**DATA SECTION**
________________________________________

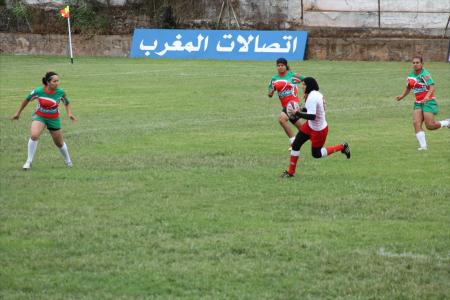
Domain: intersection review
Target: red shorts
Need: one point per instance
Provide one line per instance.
(317, 137)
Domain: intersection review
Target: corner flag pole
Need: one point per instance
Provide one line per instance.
(70, 40)
(65, 13)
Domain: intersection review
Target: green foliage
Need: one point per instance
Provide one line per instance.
(19, 10)
(175, 193)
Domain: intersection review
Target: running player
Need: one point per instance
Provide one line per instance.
(315, 129)
(425, 107)
(47, 115)
(285, 83)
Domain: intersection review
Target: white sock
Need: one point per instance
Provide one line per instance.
(444, 123)
(295, 153)
(32, 146)
(421, 138)
(65, 152)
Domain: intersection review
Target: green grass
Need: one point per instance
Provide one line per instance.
(175, 191)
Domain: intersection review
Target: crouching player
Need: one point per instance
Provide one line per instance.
(315, 129)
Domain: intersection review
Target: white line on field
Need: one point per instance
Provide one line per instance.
(385, 253)
(196, 121)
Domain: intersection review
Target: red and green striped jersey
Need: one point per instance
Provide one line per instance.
(286, 86)
(48, 102)
(420, 84)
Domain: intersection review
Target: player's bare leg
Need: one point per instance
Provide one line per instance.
(418, 118)
(59, 142)
(284, 122)
(36, 131)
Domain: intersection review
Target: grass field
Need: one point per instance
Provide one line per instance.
(175, 190)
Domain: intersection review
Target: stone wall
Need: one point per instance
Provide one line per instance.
(395, 45)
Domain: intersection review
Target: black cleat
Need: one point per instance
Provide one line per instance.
(346, 150)
(286, 174)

________________________________________

**PROBLEM REQUIREMENTS**
How many lines in the items above contain the word "white"? Reply with the number only.

**RIGHT ANSWER**
2